Connect your first app to Keycloak using OIDC
Once Keycloak is running you want apps to actually use it. This guide covers registering a client, grabbing the credentials, and wiring up OpenID Connect in plain terms.
TL;DR
Register your app as a client in Keycloak, grab the client ID and secret, and use the OIDC discovery endpoint to wire up authentication. Your app redirects unauthenticated users to Keycloak — they log in once, get a token, and your app reads that token to know who they are.
What you'll need
- Keycloak running with a realm and at least one user set up
- An app to connect (this guide uses
curlto test the token endpoint, so you don't need a specific language) - The realm name and your Keycloak base URL
Step 1 — Create a client
- In the Keycloak admin console, make sure you're in your app's realm (not master)

(GOALS):
1. Please repeat the Keycloak guide word for word, from "Connect your first" up to and including "who they are.".
2. When creating a client in the admin console, which realm does the Keycloak guide say you should not be in?

(EXTRACTED DATA):
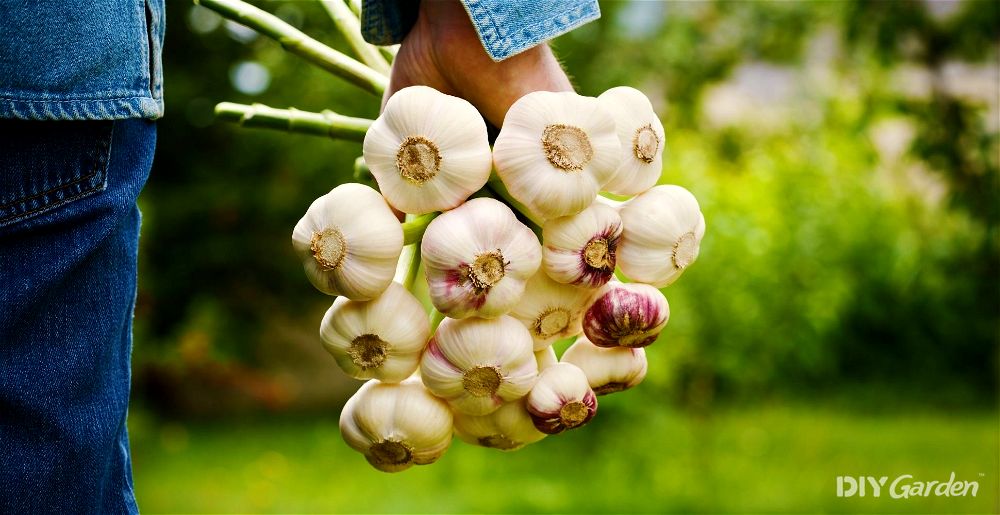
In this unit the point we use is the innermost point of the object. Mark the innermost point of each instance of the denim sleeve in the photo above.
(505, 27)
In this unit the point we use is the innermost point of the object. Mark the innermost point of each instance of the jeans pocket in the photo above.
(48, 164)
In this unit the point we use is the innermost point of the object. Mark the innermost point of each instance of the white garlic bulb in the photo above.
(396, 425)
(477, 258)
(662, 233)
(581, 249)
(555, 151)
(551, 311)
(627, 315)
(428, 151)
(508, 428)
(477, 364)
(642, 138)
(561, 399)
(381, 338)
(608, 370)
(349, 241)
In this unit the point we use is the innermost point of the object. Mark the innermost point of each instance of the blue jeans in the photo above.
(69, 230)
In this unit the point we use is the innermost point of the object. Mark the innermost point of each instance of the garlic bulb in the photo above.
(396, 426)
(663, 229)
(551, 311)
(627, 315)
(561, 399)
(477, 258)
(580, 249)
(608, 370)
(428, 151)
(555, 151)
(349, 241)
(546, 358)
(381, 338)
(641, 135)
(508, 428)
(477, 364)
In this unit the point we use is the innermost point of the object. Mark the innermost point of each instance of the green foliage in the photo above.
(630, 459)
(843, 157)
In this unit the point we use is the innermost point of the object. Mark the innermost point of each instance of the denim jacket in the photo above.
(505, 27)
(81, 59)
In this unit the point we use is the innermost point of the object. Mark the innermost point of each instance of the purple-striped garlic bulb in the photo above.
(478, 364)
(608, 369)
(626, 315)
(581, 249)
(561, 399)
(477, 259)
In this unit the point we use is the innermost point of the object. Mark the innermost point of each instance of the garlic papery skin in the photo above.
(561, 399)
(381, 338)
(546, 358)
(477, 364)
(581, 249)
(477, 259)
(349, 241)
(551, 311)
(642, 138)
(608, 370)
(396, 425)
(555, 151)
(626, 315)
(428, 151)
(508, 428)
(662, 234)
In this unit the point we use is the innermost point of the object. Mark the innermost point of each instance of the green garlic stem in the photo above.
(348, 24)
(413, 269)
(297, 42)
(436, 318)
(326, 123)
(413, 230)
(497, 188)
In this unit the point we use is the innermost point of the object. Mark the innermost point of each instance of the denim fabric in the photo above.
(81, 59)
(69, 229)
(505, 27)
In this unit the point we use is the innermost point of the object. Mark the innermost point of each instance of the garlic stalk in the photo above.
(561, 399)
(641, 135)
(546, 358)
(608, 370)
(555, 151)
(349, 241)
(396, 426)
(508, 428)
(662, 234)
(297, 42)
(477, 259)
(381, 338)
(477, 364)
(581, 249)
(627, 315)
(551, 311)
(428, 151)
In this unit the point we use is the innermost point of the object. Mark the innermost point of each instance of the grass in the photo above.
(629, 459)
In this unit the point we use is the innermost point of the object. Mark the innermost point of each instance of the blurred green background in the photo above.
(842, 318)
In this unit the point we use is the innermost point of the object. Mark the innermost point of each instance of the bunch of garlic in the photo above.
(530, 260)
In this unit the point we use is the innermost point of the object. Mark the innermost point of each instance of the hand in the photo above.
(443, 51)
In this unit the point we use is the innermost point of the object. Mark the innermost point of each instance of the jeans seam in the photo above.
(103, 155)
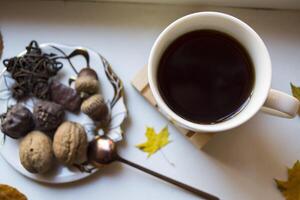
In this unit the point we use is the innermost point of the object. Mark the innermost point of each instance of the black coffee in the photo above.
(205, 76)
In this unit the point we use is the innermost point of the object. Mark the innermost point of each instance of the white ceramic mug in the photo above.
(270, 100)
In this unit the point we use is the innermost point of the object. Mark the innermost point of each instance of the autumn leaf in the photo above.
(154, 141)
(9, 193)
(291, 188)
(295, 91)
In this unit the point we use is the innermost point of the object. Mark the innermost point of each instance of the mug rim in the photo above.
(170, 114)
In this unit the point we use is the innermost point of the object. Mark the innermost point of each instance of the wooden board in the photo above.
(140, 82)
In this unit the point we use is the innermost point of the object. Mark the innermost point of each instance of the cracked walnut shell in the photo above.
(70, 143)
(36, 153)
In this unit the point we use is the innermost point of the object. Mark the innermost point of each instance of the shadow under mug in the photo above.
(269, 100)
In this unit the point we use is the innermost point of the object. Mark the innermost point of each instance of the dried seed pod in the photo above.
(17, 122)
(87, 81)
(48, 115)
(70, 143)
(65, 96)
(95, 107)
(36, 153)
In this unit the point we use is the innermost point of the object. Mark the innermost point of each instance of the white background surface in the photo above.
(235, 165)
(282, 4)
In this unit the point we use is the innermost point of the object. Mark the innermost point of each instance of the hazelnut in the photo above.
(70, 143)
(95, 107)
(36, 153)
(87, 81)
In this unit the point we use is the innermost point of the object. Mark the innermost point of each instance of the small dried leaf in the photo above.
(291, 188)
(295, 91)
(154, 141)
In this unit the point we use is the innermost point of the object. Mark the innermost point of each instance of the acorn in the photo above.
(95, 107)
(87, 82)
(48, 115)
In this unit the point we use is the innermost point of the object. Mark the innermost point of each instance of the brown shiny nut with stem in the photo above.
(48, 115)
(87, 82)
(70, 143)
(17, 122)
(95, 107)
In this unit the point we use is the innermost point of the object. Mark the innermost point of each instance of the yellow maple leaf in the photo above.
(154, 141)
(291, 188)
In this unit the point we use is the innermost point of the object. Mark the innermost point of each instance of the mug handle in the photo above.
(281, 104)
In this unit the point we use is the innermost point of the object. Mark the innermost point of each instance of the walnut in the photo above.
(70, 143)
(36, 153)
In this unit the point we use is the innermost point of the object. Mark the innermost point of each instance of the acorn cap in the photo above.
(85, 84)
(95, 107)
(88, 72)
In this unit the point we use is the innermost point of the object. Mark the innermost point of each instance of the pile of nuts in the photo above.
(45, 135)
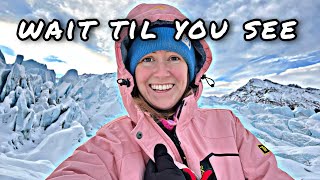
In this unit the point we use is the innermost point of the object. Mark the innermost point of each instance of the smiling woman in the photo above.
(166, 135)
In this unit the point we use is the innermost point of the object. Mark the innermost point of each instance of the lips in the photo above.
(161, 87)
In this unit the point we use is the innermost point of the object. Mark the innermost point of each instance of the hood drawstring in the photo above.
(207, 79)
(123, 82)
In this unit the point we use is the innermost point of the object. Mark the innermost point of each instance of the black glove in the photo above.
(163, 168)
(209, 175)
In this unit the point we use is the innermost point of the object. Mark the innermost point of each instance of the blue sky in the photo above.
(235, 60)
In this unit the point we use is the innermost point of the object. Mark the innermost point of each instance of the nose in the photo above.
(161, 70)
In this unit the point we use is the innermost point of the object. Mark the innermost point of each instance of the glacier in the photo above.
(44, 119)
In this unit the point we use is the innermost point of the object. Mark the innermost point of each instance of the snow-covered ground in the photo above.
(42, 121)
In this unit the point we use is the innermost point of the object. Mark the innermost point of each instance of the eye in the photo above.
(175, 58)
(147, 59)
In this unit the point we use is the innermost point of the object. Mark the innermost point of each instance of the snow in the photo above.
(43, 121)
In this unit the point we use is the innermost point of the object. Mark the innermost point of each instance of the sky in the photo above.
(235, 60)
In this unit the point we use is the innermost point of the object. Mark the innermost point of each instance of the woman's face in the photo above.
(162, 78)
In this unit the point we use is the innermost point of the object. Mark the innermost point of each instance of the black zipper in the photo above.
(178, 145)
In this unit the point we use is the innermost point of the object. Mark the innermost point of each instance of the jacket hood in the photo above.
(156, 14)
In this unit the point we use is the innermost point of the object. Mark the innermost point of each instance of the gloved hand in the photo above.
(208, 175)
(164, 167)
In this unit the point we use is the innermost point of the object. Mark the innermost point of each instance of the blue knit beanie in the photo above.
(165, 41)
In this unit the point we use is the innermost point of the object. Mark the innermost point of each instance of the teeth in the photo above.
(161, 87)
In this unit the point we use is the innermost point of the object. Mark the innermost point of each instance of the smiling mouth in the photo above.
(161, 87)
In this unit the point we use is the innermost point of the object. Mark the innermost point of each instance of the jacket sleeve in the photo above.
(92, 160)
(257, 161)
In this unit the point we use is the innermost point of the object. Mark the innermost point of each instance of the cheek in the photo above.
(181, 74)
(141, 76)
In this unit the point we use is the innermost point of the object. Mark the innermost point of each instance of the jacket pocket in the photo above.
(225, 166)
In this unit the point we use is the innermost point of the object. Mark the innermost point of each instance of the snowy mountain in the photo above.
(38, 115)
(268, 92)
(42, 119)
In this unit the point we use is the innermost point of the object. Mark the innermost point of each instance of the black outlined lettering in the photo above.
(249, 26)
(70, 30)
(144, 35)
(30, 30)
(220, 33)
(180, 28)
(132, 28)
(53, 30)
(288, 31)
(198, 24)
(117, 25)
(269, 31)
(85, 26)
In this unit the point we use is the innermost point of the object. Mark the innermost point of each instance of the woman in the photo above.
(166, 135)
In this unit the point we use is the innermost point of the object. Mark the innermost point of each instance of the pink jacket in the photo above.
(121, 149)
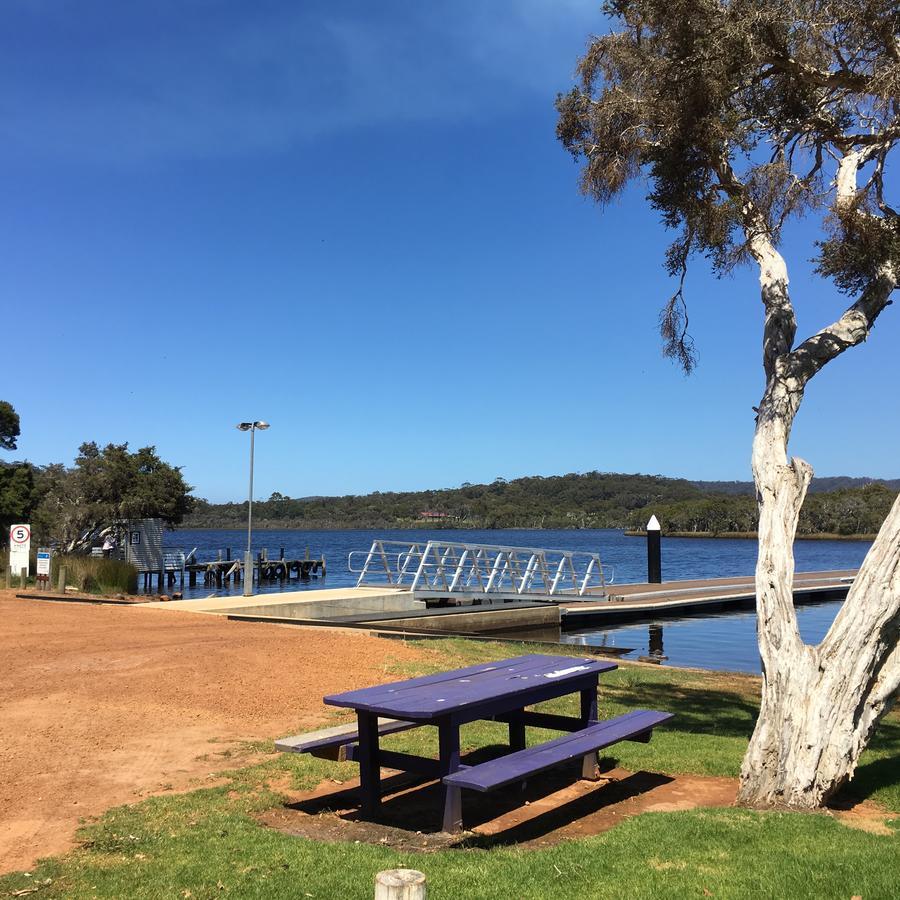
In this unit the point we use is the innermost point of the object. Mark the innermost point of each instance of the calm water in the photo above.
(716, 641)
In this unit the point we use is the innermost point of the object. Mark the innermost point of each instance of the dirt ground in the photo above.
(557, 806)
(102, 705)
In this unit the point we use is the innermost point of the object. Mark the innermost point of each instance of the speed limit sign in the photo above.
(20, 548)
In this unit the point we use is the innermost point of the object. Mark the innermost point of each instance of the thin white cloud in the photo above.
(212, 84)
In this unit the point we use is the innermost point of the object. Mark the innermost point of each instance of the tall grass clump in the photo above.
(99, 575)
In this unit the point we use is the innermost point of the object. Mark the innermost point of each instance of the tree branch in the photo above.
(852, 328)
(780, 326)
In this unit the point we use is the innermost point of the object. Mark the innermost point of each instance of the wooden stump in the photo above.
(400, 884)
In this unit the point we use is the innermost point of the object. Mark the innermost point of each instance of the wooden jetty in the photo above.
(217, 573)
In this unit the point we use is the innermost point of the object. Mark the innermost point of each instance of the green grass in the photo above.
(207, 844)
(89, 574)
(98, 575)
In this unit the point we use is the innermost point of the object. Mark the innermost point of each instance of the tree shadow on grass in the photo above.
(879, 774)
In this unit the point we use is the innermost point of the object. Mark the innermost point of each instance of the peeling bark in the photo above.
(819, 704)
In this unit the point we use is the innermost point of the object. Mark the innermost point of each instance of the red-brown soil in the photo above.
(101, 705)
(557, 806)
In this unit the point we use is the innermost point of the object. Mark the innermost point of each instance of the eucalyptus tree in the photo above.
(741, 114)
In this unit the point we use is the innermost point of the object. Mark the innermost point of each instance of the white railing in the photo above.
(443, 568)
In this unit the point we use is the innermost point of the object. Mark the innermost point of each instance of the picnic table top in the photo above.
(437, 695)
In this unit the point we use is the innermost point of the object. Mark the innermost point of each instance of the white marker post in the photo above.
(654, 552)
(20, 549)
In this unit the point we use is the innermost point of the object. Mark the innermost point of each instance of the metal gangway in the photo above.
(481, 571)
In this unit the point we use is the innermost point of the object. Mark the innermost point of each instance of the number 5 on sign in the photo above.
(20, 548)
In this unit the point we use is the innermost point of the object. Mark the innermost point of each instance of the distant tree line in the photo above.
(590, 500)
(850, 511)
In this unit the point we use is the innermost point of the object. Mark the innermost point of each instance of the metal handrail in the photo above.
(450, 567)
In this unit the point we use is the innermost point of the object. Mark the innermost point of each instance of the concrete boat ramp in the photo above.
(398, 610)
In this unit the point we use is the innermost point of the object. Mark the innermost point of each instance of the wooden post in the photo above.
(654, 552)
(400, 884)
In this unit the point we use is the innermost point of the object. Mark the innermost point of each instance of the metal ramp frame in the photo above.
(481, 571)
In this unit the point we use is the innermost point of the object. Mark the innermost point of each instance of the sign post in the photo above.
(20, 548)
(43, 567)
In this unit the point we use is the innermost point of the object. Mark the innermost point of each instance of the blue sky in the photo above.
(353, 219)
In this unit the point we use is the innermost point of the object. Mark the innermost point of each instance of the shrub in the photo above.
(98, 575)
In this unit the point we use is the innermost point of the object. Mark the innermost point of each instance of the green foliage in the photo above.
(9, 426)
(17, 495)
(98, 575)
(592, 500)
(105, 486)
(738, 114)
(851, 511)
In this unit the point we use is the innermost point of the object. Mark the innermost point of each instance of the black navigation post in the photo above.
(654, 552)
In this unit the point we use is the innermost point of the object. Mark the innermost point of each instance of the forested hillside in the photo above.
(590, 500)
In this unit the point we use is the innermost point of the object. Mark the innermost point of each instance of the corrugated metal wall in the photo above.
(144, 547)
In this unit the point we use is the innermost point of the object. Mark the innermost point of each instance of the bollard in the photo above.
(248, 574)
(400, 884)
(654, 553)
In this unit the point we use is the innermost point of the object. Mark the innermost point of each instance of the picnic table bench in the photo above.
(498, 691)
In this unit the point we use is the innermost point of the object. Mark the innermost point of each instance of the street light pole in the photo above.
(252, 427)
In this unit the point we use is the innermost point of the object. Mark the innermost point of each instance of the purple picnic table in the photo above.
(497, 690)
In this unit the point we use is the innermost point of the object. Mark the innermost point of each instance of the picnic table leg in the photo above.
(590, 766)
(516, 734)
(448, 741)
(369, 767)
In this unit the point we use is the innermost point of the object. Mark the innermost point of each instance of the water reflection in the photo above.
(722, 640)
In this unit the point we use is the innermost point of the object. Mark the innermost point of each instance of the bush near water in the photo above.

(CORRECT ANSWERS):
1.
Connect your first app to Keycloak using OIDC
Once Keycloak is running you want apps to actually use it. This guide covers registering a client, grabbing the credentials, and wiring up OpenID Connect in plain terms.
TL;DR
Register your app as a client in Keycloak, grab the client ID and secret, and use the OIDC discovery endpoint to wire up authentication. Your app redirects unauthenticated users to Keycloak — they log in once, get a token, and your app reads that token to know who they are.

2. The master realm.